Task details
Each record must be reproduced exactly as it is shown.

** Start of Input rows **

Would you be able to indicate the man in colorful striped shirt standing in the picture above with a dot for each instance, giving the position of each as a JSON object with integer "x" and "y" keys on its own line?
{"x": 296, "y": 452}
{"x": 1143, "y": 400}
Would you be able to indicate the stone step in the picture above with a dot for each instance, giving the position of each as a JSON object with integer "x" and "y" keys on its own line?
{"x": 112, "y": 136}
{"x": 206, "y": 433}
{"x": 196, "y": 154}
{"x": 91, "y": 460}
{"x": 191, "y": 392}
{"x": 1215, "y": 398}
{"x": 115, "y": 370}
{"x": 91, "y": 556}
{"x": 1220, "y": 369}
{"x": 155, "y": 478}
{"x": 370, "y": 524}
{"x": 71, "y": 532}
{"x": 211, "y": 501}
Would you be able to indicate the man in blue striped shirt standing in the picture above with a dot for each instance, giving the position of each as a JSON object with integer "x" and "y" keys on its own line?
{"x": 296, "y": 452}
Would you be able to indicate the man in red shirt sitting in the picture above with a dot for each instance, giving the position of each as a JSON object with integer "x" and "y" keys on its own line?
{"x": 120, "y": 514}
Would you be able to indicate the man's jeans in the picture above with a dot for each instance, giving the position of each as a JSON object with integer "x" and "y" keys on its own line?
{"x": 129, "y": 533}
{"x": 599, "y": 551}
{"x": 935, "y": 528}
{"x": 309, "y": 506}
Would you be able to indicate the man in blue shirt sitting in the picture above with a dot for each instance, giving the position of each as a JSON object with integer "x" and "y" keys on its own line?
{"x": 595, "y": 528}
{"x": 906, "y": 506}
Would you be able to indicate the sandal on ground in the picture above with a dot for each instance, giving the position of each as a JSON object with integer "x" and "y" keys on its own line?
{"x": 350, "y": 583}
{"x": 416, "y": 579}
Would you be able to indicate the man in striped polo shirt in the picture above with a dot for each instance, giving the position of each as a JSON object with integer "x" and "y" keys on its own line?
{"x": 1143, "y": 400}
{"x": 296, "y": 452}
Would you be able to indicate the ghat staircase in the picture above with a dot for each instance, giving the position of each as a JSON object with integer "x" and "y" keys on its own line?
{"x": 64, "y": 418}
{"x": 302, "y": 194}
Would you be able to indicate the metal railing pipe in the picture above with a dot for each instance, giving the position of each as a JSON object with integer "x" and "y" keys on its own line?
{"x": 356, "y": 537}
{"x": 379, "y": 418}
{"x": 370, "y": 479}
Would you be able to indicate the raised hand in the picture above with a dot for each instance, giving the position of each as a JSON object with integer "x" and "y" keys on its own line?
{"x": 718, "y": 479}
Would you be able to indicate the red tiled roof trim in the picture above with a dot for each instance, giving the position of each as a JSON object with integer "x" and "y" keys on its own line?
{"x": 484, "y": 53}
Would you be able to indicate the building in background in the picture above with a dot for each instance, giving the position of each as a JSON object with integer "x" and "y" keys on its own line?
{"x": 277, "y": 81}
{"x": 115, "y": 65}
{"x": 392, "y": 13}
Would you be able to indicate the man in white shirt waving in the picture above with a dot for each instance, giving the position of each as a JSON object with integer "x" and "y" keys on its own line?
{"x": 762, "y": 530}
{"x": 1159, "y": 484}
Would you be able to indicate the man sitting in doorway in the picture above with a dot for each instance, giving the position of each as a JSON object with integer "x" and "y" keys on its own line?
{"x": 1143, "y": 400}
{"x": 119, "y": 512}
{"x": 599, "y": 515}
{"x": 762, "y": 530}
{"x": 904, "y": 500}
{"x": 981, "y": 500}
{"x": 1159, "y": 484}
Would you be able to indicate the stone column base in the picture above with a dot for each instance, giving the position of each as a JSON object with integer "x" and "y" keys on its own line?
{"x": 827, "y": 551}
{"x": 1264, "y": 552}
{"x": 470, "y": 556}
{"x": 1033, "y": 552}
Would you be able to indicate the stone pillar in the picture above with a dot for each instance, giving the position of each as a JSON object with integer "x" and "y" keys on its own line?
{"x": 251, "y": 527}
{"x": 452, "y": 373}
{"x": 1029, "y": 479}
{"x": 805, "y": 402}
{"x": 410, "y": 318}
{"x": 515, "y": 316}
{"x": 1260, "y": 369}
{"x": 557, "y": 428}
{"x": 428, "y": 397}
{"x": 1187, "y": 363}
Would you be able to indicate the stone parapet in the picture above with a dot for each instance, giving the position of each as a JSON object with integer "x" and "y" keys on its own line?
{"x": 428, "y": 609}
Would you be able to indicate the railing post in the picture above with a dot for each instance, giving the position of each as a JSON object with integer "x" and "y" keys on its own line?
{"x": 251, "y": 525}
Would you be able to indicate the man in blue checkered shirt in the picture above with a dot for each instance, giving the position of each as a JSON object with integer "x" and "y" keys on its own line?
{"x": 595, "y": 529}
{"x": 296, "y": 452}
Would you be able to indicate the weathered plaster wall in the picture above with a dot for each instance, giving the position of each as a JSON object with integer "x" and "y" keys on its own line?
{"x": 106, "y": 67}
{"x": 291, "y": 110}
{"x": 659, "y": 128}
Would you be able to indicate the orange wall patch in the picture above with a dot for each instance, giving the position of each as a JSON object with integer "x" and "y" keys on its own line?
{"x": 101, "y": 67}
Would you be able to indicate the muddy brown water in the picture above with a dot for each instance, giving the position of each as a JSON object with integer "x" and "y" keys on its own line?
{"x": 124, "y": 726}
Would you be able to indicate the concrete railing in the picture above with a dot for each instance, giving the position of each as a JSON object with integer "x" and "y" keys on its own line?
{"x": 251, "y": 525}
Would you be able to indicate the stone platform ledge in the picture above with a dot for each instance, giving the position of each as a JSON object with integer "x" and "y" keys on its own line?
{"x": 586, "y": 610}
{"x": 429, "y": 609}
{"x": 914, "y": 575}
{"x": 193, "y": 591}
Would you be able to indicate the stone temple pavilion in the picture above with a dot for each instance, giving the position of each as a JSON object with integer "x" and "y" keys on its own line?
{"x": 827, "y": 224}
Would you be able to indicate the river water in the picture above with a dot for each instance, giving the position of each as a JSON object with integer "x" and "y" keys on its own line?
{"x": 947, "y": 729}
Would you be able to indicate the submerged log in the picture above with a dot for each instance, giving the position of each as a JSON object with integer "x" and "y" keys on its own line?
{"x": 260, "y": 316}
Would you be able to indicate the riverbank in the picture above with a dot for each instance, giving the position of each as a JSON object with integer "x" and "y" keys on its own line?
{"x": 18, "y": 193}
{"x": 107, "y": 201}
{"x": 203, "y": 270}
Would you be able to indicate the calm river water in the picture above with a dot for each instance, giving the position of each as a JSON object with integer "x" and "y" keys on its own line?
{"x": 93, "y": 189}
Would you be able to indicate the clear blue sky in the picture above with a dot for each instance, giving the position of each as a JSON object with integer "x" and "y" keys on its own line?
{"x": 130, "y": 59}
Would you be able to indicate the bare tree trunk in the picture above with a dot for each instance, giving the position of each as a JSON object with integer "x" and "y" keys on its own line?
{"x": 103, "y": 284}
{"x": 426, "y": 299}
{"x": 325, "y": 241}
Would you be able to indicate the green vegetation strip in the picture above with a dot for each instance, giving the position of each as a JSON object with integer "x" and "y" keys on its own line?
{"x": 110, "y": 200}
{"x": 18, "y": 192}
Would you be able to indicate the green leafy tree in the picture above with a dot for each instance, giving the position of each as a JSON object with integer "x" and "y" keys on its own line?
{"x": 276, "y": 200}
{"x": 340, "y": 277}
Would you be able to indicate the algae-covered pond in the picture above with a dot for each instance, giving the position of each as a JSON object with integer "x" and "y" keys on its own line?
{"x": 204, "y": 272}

** End of Input rows **

Finished answer
Would you be able to indicate the man in colorful striped shirt standing in the picture above with a dot for each instance, giving the position of each as a JSON object with integer "x" and "y" keys on its own line?
{"x": 296, "y": 452}
{"x": 1143, "y": 400}
Would you be able to indicate the stone step in the picture above with a dot for each instance, giving the position of each as a JSON object with integer "x" and "y" keys on its own line?
{"x": 112, "y": 136}
{"x": 206, "y": 433}
{"x": 196, "y": 154}
{"x": 91, "y": 460}
{"x": 191, "y": 392}
{"x": 1215, "y": 398}
{"x": 115, "y": 370}
{"x": 91, "y": 556}
{"x": 1220, "y": 369}
{"x": 155, "y": 478}
{"x": 370, "y": 524}
{"x": 71, "y": 532}
{"x": 211, "y": 501}
Would you be able to indicate the man in blue striped shirt standing in the picture above with a dot for each instance, giving the position of each as a JSON object with integer "x" and "y" keys on its own line?
{"x": 296, "y": 452}
Would you be able to indicate the man in red shirt sitting in the picture above with a dot for each instance, giving the position of each as a JSON object with integer "x" and "y" keys on its own line?
{"x": 120, "y": 514}
Would you be able to indicate the man's jeans in the picture above with a dot for each instance, giving the position of each as a JSON object with integer "x" and "y" keys on its own line?
{"x": 129, "y": 533}
{"x": 599, "y": 551}
{"x": 935, "y": 528}
{"x": 309, "y": 506}
Would you be able to indicate the man in blue shirt sitting in the picture above with a dot for each instance, giving the position of each as a JSON object with integer "x" and "y" keys on its own line?
{"x": 595, "y": 528}
{"x": 906, "y": 506}
Would you be able to indicate the sandal on ground in the picture above with a dot for each instance, giving the position of each as a JSON object with integer "x" and "y" keys on its own line?
{"x": 350, "y": 583}
{"x": 416, "y": 579}
Would you be able to indicate the man in striped polo shirt in the picture above with a dot for each instance, giving the position of each as a JSON object with integer "x" and "y" keys on its own line?
{"x": 1143, "y": 400}
{"x": 296, "y": 452}
Would you be able to indicate the ghat staircase in the picture above with a dot for each instance, giving the position of each as a JSON object with integer "x" and "y" keys on its own line?
{"x": 64, "y": 418}
{"x": 302, "y": 194}
Would you be able to indicate the metal railing pipe in the picture above with a dot for each instance, giving the position of each as a JSON object with integer "x" and "y" keys on its own line?
{"x": 356, "y": 537}
{"x": 379, "y": 418}
{"x": 370, "y": 479}
Would you be able to indicate the raised hand in the picture above with a dot for each instance, giving the position of each as a JSON object with integer "x" and "y" keys on its own line?
{"x": 718, "y": 479}
Would you be able to indicate the red tiled roof trim in the picture above with a dot for each instance, giving the position of each as a JSON object with integer "x" and "y" keys on its own line?
{"x": 484, "y": 53}
Would you be able to indicate the building in background in the picture above with a dot for each instance, giving the position of each as a JSON object with integer "x" and "y" keys on its own line?
{"x": 277, "y": 81}
{"x": 115, "y": 65}
{"x": 392, "y": 13}
Would you be able to indicate the man in white shirt waving in the picture above with a dot for each instance, giving the position of each as a JSON object with integer "x" and "y" keys on its own line?
{"x": 762, "y": 530}
{"x": 1159, "y": 484}
Would you be able to indicate the man sitting in doorway in the picture above with a dot for each instance, giving the position of each as a JSON object with integer "x" and "y" keys on its own line?
{"x": 1143, "y": 400}
{"x": 119, "y": 512}
{"x": 599, "y": 515}
{"x": 762, "y": 530}
{"x": 904, "y": 500}
{"x": 981, "y": 500}
{"x": 1159, "y": 484}
Would you be able to indicate the stone column base in the picture above with a dot for each instance, giving the position of each as a JSON object with integer "x" and "y" keys on its own line?
{"x": 827, "y": 551}
{"x": 1264, "y": 552}
{"x": 470, "y": 556}
{"x": 1033, "y": 552}
Would you be able to indicate the stone pillar in the picture above with a dot for each instance, giving the position of each as a JSON object with integer "x" and "y" keys on its own line?
{"x": 251, "y": 527}
{"x": 452, "y": 373}
{"x": 1029, "y": 479}
{"x": 805, "y": 402}
{"x": 410, "y": 318}
{"x": 515, "y": 316}
{"x": 1260, "y": 369}
{"x": 557, "y": 428}
{"x": 428, "y": 397}
{"x": 1187, "y": 363}
Would you be able to indicate the stone parapet in the picture above with a dot for each instance, giving the position of each as a JSON object with integer "x" and "y" keys on its own line?
{"x": 428, "y": 609}
Would you be able to indicate the railing post in the picture above with a dot for each instance, giving the position of each as a JSON object with integer "x" and "y" keys on its own line?
{"x": 251, "y": 525}
Would you be able to indicate the man in blue checkered shirt in the picture above with a dot for each instance, giving the position of each as a JSON object with integer "x" and "y" keys on its own line?
{"x": 595, "y": 529}
{"x": 296, "y": 452}
Would you be able to indicate the weathered plaster wall in the picture above with a dot for each instance, giving the position of each as a JSON object with integer "x" and "y" keys on its own line?
{"x": 106, "y": 67}
{"x": 291, "y": 110}
{"x": 659, "y": 128}
Would you be able to indicate the orange wall patch in the picture above with a dot for each instance, giving the position of each as a JSON object with integer "x" and "y" keys on its own line?
{"x": 101, "y": 67}
Would you be able to indicate the muddy brown water in the picture above with a dot for each instance, giving the position of each as a JSON object with integer "x" and "y" keys on its own line?
{"x": 124, "y": 726}
Would you be able to indicate the concrete railing in the picture above with a dot for each instance, giving the position of each as a JSON object with integer "x" and "y" keys on its own line?
{"x": 251, "y": 525}
Would you be able to indicate the stone platform ledge in the picture above with a dot for each instance, giving the position of each as a JSON object with integer "x" and "y" keys on its own line?
{"x": 586, "y": 610}
{"x": 429, "y": 609}
{"x": 914, "y": 575}
{"x": 193, "y": 591}
Would you be able to indicate the stone temple pavilion in the picture above with a dot for each instance, giving the position of each as a JSON object with integer "x" and "y" keys on its own line?
{"x": 827, "y": 224}
Would you be able to indicate the river water in the picture above with a dot for each instance, giving the position of each as a JSON object with integer "x" and "y" keys on its own line?
{"x": 947, "y": 729}
Would you be able to indicate the submerged log in the picture above with a dot for each instance, giving the position of each as a JSON object with integer "x" and "y" keys on its own line?
{"x": 260, "y": 316}
Would you be able to indicate the riverbank in the picture above with a dot for each instance, giving the position of each as a JSON object with integer "x" and "y" keys on its own line?
{"x": 18, "y": 193}
{"x": 107, "y": 201}
{"x": 203, "y": 270}
Would you be able to indicate the calm river water in the picture above with a dot for each instance, giving the position of each as a JSON object with integer "x" and "y" keys on its own line?
{"x": 93, "y": 189}
Would you be able to indicate the clear blue sky in the picture above with a dot for each instance, giving the position of each as a JSON object with integer "x" and "y" keys on its own line?
{"x": 130, "y": 59}
Would you be able to indicate the bare tree trunk in the picture above with a dot for each instance, giving the position of each as a JSON object with integer "x" and "y" keys on its own line?
{"x": 103, "y": 284}
{"x": 426, "y": 299}
{"x": 325, "y": 241}
Would you be able to indicate the green vegetation strip in the picture above with a dot for each instance, giving the position of each as a JSON object with integer "x" and "y" keys on its own line?
{"x": 110, "y": 200}
{"x": 18, "y": 192}
Would you be able to indicate the green leafy tree in the picture above with a dot for each instance, giving the position of each as a JSON object with integer "x" and "y" keys on its own line?
{"x": 276, "y": 200}
{"x": 340, "y": 277}
Would you be able to indicate the algae-covered pond in the picture above with a dot for each instance, giving the position of each as a JSON object with integer "x" and "y" keys on its own line?
{"x": 204, "y": 272}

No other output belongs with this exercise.